VON DER SUCHE NACH DEM GLÜCK: IM GESPRÄCH MIT DEM »VETTER AUS DINGSDA«-TEAM

»Vor fast 100 Jahren wurde Eduard Künnekes Operette »Der Vetter aus Dingsda« in Berlin uraufgeführt. Jetzt hat man das Erfolgsstück von 1921 am Theater Ulm aus der Ecke vermeintlicher Angestaubtheit geholt und in einer modern aufpolierten Inszenierung von Christian Poewe auf den Spielplan gesetzt. Und siehe da: Der langjährige Dauerbrenner mit seinen zahlreichen Ohrwürmern lässt sich auch heute noch in vollen Zügen genießen, wenn er musikalisch und szenisch so brillant dargeboten wird wie hier.« schrieb Werner M. Grimmel in der Schwäbischen Zeitung nach dem Premierenbesuch.
Benjamin Künzel traf das »Der Vetter aus Dingsda«-Team zum Gespräch: Levente Török (Musikalischer Leiter), Christian Poewe (Regisseur), Olga von Wahl (Bühnenbildnerin) und Carl-Christian Andresen (Kostümbildner)

Fördert das Thema Operette eigene Vorurteile zutage?
von Wahl: Nein. Ich weiß aber, dass mich Darbietungen, wenn sie zu seicht daher kommen — und das betrifft jede Form von Kunstäußerung —, schnell langweilen. Mich interessiert der Ausnahmezustand. Ich finde Operette dann großartig, wenn es gelingt, in aberwitzige Fröhlichkeit und Ausgelassenheit zu geraten. Das hat auch was mit Mut zum Emanzipatorischen und der Freude am Trash zu tun. Und gleichzeitig genießt man diese Subtilität, die Eleganz, den Swing und das Kultivierte dieser Musik, mit einem ordentlichen Schuss deftig-schräger Erotik. (lacht) Ich spüre da so eine unerwartete Vertrautheit mit meinem eigenen Lebensgefühl.

Der »Vetter aus Dingsda« hat Euch also gleich gepackt?
Poewe: Und wie. Die rasante Energie und der Witz der musikalischen Nummern, besonders der Ensemblestücke, haben in mir sofort überbordende und fast anarchische Bilder geweckt.

Török: Ich durfte das Stück in der letzten Spielzeit auch in Regensburg einstudieren. Künnekes Musiksprache ist unglaublich flexibel. Das fasziniert mich immer wieder. Mit den Ulmer Kolleginnen und Kollegen und der klaren Lesart von Christian Poewe entdecke ich jeden Tag etwas Neues im »Vetter«.

Andresen: Die Musik hat mich auch sofort mitgerissen. Ich bin obendrein begeistert von dem Witz der Texte. Das Zusammenspiel von Komposition und Libretto ist einfach perfekt.

Wo liegt eigentlich dieses »Dingsda«?
Poewe: Das »Dingsda« des Stückes ist zunächst mal ganz schnöde die Hauptstadt der Insel Java in Indonesien, heute Jakarta, zur Entstehungszeit des Stückes Batavia — als die Gegend holländische Kolonie war. Aus Sicht der Figuren ist das die exotische Ferne: faszinierend, aber so genau will man es nun auch wieder nicht wissen — also »Dingsda«. Das steht auch für unterdrückte Sehnsüchte, den Drang nach Befreiung …

Was heißt das für Eure Verortung?

◆ **Extrahierte Informationen**:
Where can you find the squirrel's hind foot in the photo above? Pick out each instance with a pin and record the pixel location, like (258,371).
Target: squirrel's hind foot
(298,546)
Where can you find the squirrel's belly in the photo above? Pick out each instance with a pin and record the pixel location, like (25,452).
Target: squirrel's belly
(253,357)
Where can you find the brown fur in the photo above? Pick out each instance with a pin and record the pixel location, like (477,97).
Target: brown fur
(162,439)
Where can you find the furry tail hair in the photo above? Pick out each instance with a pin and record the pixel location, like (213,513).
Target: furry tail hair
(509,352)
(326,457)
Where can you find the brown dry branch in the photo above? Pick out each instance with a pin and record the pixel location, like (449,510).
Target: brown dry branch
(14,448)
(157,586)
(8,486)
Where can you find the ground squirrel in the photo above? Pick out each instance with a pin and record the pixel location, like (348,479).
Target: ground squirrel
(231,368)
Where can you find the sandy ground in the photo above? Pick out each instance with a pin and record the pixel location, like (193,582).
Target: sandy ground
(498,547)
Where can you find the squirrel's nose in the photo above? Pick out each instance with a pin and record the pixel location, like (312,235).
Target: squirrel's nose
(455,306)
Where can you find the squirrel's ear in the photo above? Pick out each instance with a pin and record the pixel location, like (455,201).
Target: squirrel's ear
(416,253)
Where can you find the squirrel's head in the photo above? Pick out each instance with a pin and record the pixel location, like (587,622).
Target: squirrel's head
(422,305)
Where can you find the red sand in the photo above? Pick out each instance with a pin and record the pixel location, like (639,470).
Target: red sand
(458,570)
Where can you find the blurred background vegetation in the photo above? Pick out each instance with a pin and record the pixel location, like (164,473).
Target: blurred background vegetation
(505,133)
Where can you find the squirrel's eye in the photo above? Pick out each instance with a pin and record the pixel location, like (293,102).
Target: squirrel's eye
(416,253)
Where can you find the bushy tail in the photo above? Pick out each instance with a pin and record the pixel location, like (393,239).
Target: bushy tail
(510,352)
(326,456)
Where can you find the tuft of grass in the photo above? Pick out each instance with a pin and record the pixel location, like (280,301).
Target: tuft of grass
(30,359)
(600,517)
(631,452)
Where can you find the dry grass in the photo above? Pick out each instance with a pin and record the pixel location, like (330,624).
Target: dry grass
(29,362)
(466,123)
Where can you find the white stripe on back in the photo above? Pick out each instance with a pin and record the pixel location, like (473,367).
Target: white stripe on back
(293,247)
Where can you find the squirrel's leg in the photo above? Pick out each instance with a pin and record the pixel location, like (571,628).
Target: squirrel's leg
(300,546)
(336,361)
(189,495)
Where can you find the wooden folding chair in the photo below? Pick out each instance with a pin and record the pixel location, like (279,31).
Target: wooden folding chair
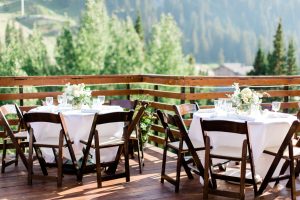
(57,144)
(96,142)
(15,138)
(174,127)
(285,151)
(242,154)
(135,134)
(185,112)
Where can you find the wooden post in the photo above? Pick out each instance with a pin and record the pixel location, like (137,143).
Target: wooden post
(182,90)
(128,88)
(192,91)
(286,99)
(21,92)
(156,120)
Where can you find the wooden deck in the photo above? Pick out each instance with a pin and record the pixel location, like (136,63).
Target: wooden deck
(13,185)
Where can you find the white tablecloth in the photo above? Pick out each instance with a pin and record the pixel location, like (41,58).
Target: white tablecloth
(266,130)
(78,124)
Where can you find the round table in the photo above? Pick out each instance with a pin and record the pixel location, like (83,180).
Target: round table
(78,124)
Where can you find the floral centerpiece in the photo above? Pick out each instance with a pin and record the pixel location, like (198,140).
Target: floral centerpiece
(245,98)
(78,94)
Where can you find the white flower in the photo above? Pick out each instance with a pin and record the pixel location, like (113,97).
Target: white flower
(244,96)
(77,93)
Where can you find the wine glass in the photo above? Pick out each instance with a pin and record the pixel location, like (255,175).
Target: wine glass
(101,100)
(95,103)
(276,105)
(49,101)
(60,99)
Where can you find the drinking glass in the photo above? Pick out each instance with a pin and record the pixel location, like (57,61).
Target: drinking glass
(217,105)
(101,100)
(276,105)
(49,101)
(60,99)
(95,103)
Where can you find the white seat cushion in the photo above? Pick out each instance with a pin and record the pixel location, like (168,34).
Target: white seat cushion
(235,152)
(49,141)
(196,144)
(109,140)
(21,134)
(274,149)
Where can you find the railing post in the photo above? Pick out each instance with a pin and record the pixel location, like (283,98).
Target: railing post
(156,120)
(286,99)
(21,92)
(128,88)
(192,91)
(182,90)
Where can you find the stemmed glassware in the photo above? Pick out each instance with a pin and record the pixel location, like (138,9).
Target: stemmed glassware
(101,100)
(60,99)
(49,101)
(276,106)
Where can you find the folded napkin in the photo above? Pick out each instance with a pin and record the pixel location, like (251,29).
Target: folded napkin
(240,117)
(90,110)
(277,115)
(206,110)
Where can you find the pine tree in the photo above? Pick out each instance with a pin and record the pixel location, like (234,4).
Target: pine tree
(65,52)
(278,64)
(292,68)
(12,54)
(125,51)
(7,34)
(92,39)
(165,54)
(37,61)
(260,65)
(139,26)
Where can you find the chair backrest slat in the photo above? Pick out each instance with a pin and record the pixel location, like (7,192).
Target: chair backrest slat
(224,126)
(42,117)
(113,117)
(128,104)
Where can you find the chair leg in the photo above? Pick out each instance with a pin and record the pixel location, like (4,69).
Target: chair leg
(163,168)
(243,170)
(139,156)
(3,157)
(178,170)
(17,155)
(60,160)
(206,168)
(127,171)
(292,172)
(98,161)
(30,159)
(186,168)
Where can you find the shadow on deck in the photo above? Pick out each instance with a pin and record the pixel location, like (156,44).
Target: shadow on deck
(13,184)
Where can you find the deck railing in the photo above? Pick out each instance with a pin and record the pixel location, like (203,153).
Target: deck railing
(161,90)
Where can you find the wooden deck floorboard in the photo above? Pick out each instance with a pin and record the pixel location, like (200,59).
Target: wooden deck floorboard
(13,185)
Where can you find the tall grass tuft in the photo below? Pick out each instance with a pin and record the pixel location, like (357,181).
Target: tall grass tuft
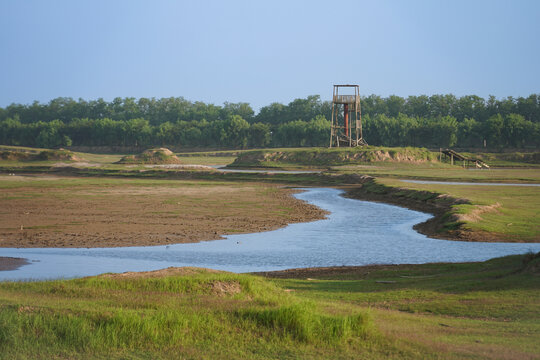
(303,323)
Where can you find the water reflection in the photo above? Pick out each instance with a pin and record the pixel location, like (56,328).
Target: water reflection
(355,233)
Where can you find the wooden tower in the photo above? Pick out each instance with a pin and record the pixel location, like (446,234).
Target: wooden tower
(346,127)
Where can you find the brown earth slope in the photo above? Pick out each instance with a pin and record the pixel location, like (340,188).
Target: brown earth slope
(130,213)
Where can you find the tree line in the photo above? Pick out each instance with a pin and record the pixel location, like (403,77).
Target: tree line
(430,121)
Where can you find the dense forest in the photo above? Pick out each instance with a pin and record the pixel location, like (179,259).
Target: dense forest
(429,121)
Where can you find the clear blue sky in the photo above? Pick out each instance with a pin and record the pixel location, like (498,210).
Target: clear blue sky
(266,51)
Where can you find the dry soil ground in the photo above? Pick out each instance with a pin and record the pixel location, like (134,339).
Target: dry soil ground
(68,212)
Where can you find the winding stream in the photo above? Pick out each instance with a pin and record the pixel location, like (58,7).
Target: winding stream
(355,233)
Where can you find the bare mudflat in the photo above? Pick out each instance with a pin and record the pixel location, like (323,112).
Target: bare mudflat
(75,212)
(9,263)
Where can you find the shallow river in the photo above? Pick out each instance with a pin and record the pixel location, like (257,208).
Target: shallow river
(355,233)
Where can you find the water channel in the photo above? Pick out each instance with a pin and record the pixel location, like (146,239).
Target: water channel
(355,233)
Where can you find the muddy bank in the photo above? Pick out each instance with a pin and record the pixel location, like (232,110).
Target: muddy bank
(333,271)
(444,224)
(126,213)
(8,263)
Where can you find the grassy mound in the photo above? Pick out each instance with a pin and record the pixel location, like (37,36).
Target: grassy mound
(45,155)
(152,156)
(331,157)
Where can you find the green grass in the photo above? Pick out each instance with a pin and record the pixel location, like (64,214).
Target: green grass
(325,157)
(431,311)
(203,315)
(515,218)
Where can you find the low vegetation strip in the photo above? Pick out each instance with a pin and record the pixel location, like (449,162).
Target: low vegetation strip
(330,157)
(169,316)
(467,213)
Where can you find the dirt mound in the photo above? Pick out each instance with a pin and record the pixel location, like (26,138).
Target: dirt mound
(152,156)
(45,155)
(330,157)
(170,271)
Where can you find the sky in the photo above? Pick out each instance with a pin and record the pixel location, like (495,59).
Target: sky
(266,51)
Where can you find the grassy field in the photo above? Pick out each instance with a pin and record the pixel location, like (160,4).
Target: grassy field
(432,311)
(508,213)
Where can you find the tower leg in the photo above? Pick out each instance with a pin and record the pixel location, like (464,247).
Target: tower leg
(346,118)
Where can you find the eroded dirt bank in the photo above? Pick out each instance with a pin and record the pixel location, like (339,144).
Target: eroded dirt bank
(444,224)
(9,263)
(47,213)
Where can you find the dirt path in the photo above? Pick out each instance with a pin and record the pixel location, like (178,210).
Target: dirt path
(47,213)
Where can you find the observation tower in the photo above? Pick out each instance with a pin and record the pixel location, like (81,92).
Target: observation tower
(346,127)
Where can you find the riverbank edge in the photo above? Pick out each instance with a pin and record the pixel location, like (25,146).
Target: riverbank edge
(11,263)
(445,223)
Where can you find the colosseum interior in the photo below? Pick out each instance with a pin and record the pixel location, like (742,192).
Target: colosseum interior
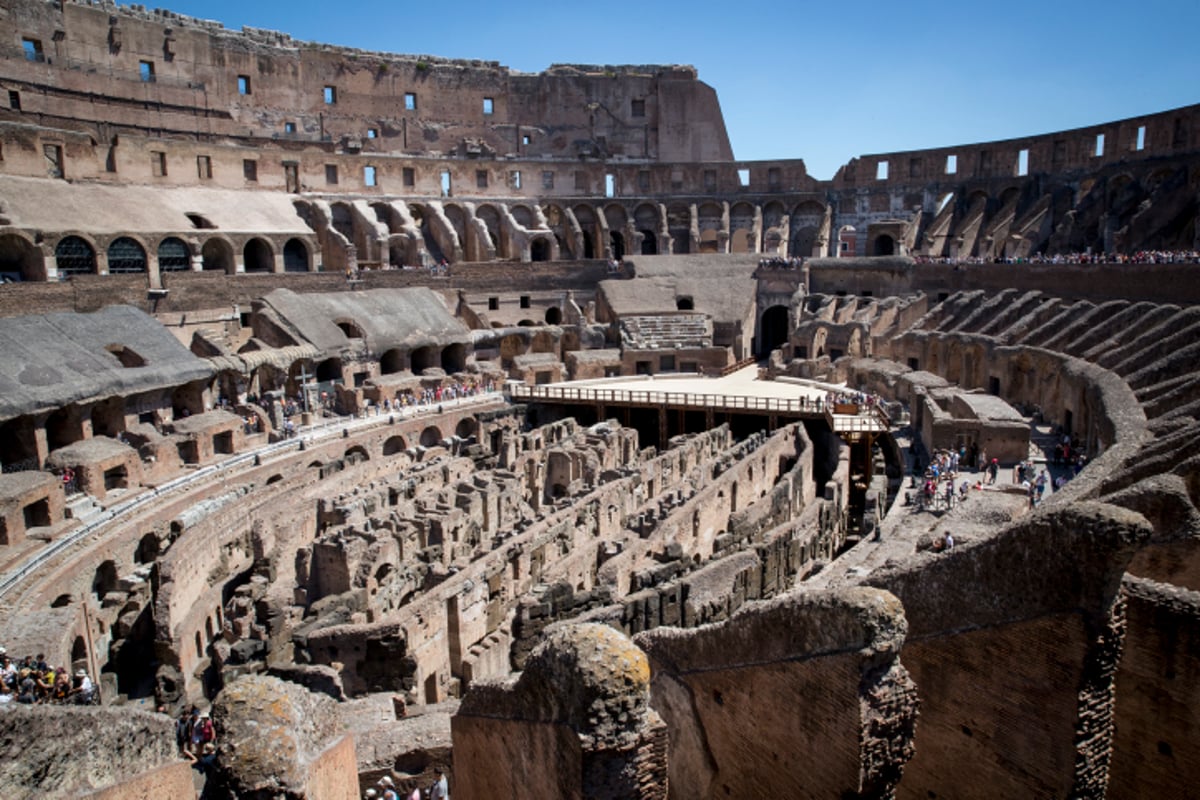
(408,414)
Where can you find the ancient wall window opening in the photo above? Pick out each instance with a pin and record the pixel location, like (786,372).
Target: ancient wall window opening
(174,256)
(33,49)
(53,155)
(75,257)
(125,256)
(295,256)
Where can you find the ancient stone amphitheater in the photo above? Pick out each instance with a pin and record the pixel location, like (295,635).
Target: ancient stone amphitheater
(413,414)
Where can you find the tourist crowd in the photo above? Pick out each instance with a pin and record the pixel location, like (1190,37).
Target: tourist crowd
(34,681)
(1140,257)
(780,263)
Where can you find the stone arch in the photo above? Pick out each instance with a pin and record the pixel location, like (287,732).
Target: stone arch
(174,256)
(454,358)
(679,228)
(75,256)
(258,256)
(742,228)
(425,358)
(126,256)
(105,579)
(329,370)
(491,218)
(523,216)
(773,330)
(431,437)
(393,361)
(21,259)
(295,256)
(216,256)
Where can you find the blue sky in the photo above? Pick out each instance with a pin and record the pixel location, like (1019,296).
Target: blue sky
(817,80)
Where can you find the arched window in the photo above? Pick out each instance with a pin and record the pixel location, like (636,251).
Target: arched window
(125,256)
(295,257)
(173,256)
(75,257)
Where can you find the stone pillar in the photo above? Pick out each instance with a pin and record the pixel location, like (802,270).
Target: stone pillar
(575,723)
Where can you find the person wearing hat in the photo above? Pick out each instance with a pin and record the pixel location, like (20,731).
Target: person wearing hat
(439,791)
(387,788)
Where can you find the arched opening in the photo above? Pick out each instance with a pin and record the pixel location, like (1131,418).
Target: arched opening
(258,256)
(174,256)
(431,437)
(105,581)
(63,427)
(618,245)
(216,254)
(454,358)
(649,242)
(75,257)
(148,549)
(329,370)
(21,259)
(773,331)
(295,256)
(125,256)
(425,358)
(393,361)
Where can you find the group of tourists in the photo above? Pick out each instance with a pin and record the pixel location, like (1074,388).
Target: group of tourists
(780,263)
(34,681)
(1139,257)
(408,789)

◆ **Ihre Anweisungen**: Schreiben Sie bitte das Interview zur Ulmer Inszenierung von »Der Vetter aus Dingsda« ab der Stelle weiter, an der es endet. Das Material spielt hierfür keine Rolle.

◆ **Antwort zur Aufgabe**:
Poewe: Der »Vetter« rüttelt nicht subversiv an bestehenden Verhältnissen, stellt auch nicht vermeintliche Eliten vergnüglich- gnadenlos bloß oder verspottet sie. Er zeigt uns keine mondänen Salons, keine Fürstenhöfe und keine exotischen Orte in südlichen Gewässern. Die bleiben sehr fern, in »Dingsda« eben. Vielmehr führt uns der »Vetter« in die Enge gutbürgerlicher Verhältnisse.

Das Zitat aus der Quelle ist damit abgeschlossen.